[[ PROVIDED RECORDS, beginning ]]

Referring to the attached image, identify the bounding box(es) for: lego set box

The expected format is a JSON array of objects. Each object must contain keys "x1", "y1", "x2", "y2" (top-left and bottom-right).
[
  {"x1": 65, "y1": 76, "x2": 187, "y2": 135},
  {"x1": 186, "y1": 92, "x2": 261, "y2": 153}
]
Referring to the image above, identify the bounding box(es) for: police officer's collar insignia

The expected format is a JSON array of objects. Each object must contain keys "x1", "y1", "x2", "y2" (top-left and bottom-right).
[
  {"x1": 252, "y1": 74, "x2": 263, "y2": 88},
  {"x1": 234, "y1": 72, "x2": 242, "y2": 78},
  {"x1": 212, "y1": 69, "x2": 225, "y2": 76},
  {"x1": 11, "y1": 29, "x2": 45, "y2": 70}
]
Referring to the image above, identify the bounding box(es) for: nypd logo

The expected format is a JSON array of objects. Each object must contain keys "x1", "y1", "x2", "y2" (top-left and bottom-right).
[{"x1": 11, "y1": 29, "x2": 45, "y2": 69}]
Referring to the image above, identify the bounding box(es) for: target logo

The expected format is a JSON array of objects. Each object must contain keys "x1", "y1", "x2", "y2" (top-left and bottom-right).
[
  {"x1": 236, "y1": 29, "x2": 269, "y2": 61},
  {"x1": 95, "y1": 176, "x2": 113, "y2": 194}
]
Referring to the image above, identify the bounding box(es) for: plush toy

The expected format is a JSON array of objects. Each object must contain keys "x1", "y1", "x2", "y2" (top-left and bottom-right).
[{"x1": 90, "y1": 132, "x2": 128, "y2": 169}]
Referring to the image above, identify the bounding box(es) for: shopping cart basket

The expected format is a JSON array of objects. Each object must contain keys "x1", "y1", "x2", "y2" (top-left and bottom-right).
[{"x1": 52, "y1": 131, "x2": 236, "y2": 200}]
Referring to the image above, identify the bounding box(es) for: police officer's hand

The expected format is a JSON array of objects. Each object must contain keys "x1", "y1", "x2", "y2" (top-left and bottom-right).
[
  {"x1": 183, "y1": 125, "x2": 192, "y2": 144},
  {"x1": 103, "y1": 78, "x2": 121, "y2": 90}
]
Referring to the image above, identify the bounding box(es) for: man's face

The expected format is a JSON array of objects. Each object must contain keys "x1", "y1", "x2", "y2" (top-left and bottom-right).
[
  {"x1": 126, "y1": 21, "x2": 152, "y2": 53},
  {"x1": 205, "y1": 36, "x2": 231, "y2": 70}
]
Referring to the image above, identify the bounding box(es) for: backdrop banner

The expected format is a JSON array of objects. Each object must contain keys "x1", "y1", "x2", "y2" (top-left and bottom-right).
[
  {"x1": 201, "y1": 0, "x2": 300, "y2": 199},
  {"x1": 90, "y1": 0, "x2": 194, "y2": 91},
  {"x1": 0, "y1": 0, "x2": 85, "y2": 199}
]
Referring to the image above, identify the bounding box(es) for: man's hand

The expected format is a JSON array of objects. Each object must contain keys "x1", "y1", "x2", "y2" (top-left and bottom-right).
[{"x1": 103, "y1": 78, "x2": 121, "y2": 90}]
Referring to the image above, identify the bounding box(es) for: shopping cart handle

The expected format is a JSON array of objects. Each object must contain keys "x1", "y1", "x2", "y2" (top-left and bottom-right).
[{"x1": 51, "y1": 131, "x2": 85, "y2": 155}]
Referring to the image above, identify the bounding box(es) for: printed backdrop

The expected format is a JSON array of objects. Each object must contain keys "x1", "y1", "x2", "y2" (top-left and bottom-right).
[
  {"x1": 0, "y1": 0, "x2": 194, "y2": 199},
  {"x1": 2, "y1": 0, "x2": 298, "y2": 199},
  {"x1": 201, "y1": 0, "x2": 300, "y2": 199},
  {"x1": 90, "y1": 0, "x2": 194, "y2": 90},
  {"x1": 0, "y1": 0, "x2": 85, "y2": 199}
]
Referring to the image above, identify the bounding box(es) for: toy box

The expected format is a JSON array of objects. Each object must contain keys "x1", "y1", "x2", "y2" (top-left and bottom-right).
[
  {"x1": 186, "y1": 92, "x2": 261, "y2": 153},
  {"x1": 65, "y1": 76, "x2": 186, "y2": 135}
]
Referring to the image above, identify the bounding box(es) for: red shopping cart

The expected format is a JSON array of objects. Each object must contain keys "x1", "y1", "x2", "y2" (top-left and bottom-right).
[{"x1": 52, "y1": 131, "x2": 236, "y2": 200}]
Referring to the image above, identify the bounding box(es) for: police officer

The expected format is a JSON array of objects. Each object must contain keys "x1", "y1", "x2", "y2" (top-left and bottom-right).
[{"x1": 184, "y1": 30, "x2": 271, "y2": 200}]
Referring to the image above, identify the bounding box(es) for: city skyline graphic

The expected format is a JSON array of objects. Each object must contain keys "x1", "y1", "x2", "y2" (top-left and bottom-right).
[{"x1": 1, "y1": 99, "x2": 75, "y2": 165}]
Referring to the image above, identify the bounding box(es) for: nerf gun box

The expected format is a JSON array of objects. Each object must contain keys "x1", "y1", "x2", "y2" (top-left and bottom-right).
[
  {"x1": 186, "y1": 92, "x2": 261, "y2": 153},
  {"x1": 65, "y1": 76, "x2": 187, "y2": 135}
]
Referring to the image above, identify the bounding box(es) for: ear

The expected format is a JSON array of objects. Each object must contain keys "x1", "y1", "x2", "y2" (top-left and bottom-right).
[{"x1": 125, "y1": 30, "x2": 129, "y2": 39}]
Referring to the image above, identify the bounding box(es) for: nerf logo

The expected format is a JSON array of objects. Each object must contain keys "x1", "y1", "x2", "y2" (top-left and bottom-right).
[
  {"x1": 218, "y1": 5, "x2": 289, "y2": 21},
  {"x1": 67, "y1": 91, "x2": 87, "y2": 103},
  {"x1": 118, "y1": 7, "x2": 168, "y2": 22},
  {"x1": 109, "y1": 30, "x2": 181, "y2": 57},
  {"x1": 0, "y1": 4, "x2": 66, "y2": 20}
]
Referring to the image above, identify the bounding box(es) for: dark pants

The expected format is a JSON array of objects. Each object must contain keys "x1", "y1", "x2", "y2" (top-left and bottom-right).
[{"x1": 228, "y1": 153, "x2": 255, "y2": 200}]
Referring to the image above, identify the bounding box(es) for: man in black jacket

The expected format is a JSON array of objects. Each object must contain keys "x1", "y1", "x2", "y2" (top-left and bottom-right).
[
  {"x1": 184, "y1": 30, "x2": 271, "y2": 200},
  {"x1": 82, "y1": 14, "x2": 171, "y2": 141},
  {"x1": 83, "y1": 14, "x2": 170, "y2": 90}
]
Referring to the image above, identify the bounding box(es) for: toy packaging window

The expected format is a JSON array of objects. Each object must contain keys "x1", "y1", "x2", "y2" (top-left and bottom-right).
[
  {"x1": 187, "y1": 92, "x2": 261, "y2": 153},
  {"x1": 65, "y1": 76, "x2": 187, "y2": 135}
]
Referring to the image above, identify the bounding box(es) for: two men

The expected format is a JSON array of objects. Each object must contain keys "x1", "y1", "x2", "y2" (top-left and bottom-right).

[[ PROVIDED RECORDS, end ]]

Output every line of the data again, exactly.

TASK RESULT >>
Referring to the attached image, identify the bounding box(es) for: lego set box

The expected format is a JSON array of objects. Each object must contain keys "x1", "y1", "x2", "y2" (top-left and bottom-right).
[
  {"x1": 65, "y1": 76, "x2": 187, "y2": 135},
  {"x1": 186, "y1": 92, "x2": 261, "y2": 153}
]
Referring to the image above, identify the bounding box(es) for: police officer's collar insignia

The expected format is a JSON array of objects. Each object must contain keys "x1", "y1", "x2", "y2" (top-left and bottom-right).
[
  {"x1": 252, "y1": 74, "x2": 263, "y2": 88},
  {"x1": 234, "y1": 72, "x2": 242, "y2": 78},
  {"x1": 212, "y1": 69, "x2": 225, "y2": 76},
  {"x1": 11, "y1": 29, "x2": 45, "y2": 70}
]
Referring to the image above, identify the bounding box(es) for: nypd logo

The expected format is a JSON array of objects. Each object must contain keys "x1", "y1", "x2", "y2" (top-left and bottom-right).
[{"x1": 11, "y1": 29, "x2": 45, "y2": 69}]
Referring to the image above, identify the bounding box(es) for: target logo

The expected format is a JSON array of objects. Each object must contain keys "x1", "y1", "x2", "y2" (top-left and bottom-right).
[
  {"x1": 236, "y1": 29, "x2": 269, "y2": 61},
  {"x1": 95, "y1": 176, "x2": 113, "y2": 194}
]
Referring to the image above, identify the bounding box(es) for: plush toy

The expected format is a JSON array of objects. Each object must contain keys "x1", "y1", "x2", "y2" (top-left and bottom-right).
[{"x1": 90, "y1": 132, "x2": 128, "y2": 169}]
Referring to the image above, identify the bounding box(es) for: shopping cart basket

The expected format is a JSON array of objects. Each object must contain keys "x1", "y1", "x2", "y2" (top-left and bottom-right).
[{"x1": 52, "y1": 131, "x2": 236, "y2": 200}]
Referring to the image above, identify the bounding box(es) for: police officer's hand

The expected format is a JSON array of objects. Each object must contain keys "x1", "y1", "x2", "y2" (top-left and bottom-right).
[
  {"x1": 183, "y1": 125, "x2": 192, "y2": 144},
  {"x1": 103, "y1": 78, "x2": 121, "y2": 90}
]
Referring to the image above, identify the bounding box(es) for: man's face

The expected format is a JSON array of objects. Each object must contain keys "x1", "y1", "x2", "y2" (top-left and bottom-right).
[
  {"x1": 126, "y1": 21, "x2": 152, "y2": 53},
  {"x1": 205, "y1": 36, "x2": 231, "y2": 70}
]
Referring to the image above, identify the bounding box(es) for: backdrop banner

The expected format is a JSON array of objects. Each object must contain keys "x1", "y1", "x2", "y2" (top-left and bottom-right).
[
  {"x1": 201, "y1": 0, "x2": 300, "y2": 199},
  {"x1": 90, "y1": 0, "x2": 194, "y2": 91},
  {"x1": 0, "y1": 0, "x2": 85, "y2": 199}
]
Referring to the image above, identify the bounding box(es) for: man's hand

The expected format is a JSON array of objects. Each object must contain keys "x1", "y1", "x2", "y2" (top-left and bottom-right).
[{"x1": 103, "y1": 78, "x2": 121, "y2": 90}]
Referring to the image above, identify the bounding box(es) for: shopping cart handle

The expected format is a JSON array of objects. Each object must contain keys "x1", "y1", "x2", "y2" (top-left and bottom-right).
[{"x1": 51, "y1": 131, "x2": 85, "y2": 155}]
Referring to the image above, identify the bounding box(es) for: printed backdrop

The expected format is a JSON array of objects. Each object must contain keys "x1", "y1", "x2", "y2" (top-left and bottom-right).
[
  {"x1": 0, "y1": 0, "x2": 194, "y2": 199},
  {"x1": 2, "y1": 0, "x2": 298, "y2": 199},
  {"x1": 201, "y1": 0, "x2": 300, "y2": 199},
  {"x1": 90, "y1": 0, "x2": 194, "y2": 90},
  {"x1": 0, "y1": 0, "x2": 85, "y2": 199}
]
Referring to the image above, identify the bounding box(es) for: toy box

The expected format is a JSON array of objects. Each object must contain keys "x1", "y1", "x2", "y2" (top-left and bottom-right).
[
  {"x1": 186, "y1": 92, "x2": 261, "y2": 153},
  {"x1": 65, "y1": 76, "x2": 186, "y2": 135}
]
Referring to the image above, identify the bounding box(es) for: red shopping cart

The expected format is a JSON array of objects. Each object must contain keys "x1", "y1", "x2", "y2" (top-left and bottom-right).
[{"x1": 52, "y1": 131, "x2": 236, "y2": 200}]
Referring to the image above, identify the bounding box(es) for: police officer

The expected format is a JSON array of objects. Each object must contain keys "x1", "y1", "x2", "y2" (top-left and bottom-right).
[{"x1": 184, "y1": 30, "x2": 271, "y2": 200}]
Referring to the image above, identify the bounding box(es) for: city skyline graphic

The expected format is a JSON array of objects. Each object must contain keys "x1", "y1", "x2", "y2" (top-left and bottom-right).
[{"x1": 1, "y1": 99, "x2": 75, "y2": 165}]
Referring to the image above, identify the bounding box(es) for: nerf gun box

The expected format is a JSON array of objects. Each object must contain keys "x1", "y1", "x2", "y2" (top-left and bottom-right).
[
  {"x1": 186, "y1": 92, "x2": 261, "y2": 153},
  {"x1": 65, "y1": 76, "x2": 187, "y2": 135}
]
Referring to the image above, identify the bounding box(es) for: ear

The expected format is a JSON array of objects. Each object must contain keys "x1", "y1", "x2", "y2" (top-left and bottom-right).
[{"x1": 125, "y1": 30, "x2": 129, "y2": 39}]
Referring to the image above, identify the bounding box(es) for: nerf logo

The expected format is a JSON array of objects. Each object must contain keys "x1", "y1", "x2", "y2" (top-left and bottom-right).
[
  {"x1": 218, "y1": 5, "x2": 289, "y2": 21},
  {"x1": 67, "y1": 91, "x2": 87, "y2": 103},
  {"x1": 118, "y1": 7, "x2": 168, "y2": 22},
  {"x1": 109, "y1": 30, "x2": 181, "y2": 57},
  {"x1": 0, "y1": 4, "x2": 66, "y2": 20}
]
Referring to the image above, identify the bounding box(es) for: dark pants

The expected format is a JSON array of objects. Each object must contain keys "x1", "y1", "x2", "y2" (top-left and bottom-right).
[{"x1": 228, "y1": 153, "x2": 255, "y2": 200}]
Referring to the image above, identify the bounding box(es) for: man in black jacket

The expected format is a JSON array of objects. Each object must contain keys "x1", "y1", "x2", "y2" (top-left and bottom-right).
[
  {"x1": 184, "y1": 30, "x2": 271, "y2": 200},
  {"x1": 82, "y1": 14, "x2": 171, "y2": 141},
  {"x1": 83, "y1": 14, "x2": 170, "y2": 90}
]
Referring to the image above, identify the bounding box(es) for: toy packaging window

The expected format is a JSON array of objects. Each object must contain keys "x1", "y1", "x2", "y2" (top-left and bottom-right).
[
  {"x1": 187, "y1": 92, "x2": 261, "y2": 153},
  {"x1": 65, "y1": 76, "x2": 187, "y2": 135}
]
Referring to the image above, identify the bounding box(es) for: two men

The expected format is a JSON array of objects. Each object must contain keys "x1", "y1", "x2", "y2" (top-left and bottom-right).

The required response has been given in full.